[WHAT TO DO]
When you have gone through the entries below, state how many lines include the word "sneakers" and write nothing else.

[Point localization data]
************

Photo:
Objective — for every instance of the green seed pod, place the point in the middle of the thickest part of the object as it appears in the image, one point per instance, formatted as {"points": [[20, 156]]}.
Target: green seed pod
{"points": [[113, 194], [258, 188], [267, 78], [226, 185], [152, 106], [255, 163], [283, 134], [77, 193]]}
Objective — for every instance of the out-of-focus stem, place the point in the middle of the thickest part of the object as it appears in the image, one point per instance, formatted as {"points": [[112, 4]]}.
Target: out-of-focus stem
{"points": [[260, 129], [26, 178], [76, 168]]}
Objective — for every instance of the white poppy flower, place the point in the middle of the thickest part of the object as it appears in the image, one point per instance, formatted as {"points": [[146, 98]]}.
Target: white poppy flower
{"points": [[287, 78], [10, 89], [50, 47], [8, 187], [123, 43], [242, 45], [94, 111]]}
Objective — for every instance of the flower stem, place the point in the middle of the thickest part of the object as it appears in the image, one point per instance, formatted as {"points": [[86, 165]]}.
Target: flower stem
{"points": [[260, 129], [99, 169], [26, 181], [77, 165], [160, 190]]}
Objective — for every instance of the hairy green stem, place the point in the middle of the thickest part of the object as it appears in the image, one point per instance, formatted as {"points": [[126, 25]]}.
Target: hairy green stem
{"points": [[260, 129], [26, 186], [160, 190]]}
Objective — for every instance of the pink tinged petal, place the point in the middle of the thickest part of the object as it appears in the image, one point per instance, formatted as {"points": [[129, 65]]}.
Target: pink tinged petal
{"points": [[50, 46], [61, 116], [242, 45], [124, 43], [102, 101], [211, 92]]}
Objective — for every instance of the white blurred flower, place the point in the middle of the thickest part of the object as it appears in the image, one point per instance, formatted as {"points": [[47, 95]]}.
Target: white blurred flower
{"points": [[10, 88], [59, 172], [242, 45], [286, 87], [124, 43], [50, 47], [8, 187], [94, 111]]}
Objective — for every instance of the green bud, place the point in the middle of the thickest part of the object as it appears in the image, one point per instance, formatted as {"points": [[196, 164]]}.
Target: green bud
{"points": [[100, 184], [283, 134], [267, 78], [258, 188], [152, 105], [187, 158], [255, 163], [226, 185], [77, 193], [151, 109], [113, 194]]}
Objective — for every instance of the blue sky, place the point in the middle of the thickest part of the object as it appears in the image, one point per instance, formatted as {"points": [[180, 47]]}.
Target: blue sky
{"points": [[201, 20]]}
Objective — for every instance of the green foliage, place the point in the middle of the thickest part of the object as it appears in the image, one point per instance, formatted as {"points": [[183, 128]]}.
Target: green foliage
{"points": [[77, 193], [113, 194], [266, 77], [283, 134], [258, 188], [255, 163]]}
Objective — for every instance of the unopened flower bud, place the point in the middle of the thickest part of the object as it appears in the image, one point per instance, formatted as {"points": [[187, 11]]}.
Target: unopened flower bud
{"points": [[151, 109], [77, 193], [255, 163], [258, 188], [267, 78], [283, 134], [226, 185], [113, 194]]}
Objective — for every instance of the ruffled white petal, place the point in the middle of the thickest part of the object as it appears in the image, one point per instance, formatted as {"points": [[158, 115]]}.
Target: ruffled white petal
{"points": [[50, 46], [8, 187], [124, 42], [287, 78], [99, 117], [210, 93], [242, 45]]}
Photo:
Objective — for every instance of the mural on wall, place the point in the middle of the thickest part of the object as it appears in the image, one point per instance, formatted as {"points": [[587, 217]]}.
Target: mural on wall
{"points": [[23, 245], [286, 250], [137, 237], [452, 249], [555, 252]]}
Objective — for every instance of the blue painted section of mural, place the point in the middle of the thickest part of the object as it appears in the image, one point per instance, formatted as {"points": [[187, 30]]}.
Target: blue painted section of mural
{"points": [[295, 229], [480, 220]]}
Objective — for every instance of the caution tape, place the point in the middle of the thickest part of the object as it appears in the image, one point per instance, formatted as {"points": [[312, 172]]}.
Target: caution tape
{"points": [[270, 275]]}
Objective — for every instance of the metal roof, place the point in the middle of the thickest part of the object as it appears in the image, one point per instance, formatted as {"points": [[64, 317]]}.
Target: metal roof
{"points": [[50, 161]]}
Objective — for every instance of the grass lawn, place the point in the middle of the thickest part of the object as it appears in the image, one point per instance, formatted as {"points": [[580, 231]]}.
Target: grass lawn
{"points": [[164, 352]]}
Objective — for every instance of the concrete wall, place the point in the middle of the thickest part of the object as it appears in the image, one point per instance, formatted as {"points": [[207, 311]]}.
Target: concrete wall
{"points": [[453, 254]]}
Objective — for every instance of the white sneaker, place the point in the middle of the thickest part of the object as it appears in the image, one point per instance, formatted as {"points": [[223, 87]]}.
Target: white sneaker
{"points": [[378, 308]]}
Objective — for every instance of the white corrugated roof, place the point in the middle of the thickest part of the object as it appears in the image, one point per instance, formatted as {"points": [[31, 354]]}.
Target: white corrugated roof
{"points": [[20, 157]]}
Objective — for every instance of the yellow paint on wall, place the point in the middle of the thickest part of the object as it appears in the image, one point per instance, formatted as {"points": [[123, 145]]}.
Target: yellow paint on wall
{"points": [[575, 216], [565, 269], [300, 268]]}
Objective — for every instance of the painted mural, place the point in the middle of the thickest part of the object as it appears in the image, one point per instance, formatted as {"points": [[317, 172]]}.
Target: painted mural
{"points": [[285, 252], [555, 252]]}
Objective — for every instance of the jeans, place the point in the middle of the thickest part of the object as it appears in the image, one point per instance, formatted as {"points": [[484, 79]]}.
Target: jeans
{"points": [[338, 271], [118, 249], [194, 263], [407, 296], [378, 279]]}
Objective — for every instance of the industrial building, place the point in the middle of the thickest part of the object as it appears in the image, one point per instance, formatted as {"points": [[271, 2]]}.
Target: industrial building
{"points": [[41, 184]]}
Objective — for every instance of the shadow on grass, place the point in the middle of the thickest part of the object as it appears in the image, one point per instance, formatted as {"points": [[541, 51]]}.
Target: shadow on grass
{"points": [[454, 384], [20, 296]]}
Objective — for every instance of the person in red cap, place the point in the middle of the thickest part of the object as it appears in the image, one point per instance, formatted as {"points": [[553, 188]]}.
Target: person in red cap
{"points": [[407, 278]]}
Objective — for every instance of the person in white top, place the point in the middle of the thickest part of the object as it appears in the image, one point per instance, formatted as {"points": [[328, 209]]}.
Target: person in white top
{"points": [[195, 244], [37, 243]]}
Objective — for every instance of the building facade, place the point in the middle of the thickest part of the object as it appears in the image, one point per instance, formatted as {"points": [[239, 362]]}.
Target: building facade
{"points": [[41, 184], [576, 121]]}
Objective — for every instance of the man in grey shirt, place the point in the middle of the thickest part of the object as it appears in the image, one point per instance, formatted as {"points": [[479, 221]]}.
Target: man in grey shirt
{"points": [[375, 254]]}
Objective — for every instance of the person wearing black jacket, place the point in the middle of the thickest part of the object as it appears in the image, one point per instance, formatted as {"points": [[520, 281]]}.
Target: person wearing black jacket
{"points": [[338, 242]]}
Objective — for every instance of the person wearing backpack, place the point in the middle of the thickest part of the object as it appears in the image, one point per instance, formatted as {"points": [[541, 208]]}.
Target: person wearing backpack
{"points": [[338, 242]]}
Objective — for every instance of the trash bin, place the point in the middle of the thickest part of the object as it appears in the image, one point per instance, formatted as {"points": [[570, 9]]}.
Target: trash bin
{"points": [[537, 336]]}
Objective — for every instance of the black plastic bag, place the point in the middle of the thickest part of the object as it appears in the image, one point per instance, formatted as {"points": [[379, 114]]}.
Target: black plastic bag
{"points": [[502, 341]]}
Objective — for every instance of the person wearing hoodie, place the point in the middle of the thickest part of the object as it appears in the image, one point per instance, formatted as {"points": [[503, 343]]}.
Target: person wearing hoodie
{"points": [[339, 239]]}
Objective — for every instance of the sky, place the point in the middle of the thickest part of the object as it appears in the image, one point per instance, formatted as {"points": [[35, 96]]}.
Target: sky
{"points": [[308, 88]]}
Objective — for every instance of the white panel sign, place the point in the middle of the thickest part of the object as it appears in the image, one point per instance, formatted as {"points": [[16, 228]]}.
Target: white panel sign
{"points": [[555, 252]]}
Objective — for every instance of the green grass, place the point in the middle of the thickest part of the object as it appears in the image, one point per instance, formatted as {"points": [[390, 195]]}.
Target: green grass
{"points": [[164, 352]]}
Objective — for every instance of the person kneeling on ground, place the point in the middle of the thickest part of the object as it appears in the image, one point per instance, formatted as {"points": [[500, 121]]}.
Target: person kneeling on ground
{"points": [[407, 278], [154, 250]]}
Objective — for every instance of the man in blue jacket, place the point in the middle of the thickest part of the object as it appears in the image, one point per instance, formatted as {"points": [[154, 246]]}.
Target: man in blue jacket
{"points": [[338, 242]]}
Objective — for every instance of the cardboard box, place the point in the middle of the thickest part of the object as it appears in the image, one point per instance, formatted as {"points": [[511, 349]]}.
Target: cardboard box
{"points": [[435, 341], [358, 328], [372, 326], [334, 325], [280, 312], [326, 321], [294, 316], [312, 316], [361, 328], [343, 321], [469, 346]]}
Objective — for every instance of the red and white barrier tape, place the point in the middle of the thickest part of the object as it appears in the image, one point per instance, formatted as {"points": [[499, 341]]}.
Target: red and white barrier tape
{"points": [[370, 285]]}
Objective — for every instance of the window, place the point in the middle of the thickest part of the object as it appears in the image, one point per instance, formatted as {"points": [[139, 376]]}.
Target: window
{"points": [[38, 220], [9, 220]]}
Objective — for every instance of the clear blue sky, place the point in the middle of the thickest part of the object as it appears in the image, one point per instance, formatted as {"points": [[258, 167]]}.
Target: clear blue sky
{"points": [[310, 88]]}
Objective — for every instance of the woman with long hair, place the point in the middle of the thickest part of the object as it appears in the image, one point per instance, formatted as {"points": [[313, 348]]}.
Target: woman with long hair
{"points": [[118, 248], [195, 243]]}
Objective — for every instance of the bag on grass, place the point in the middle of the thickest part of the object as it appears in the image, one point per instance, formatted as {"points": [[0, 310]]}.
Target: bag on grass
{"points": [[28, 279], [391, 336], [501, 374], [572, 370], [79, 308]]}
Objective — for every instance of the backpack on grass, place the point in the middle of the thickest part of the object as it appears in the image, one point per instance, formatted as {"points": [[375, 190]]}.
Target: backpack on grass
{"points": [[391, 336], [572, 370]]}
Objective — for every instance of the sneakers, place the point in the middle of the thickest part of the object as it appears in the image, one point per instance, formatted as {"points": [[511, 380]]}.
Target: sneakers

************

[RESULT]
2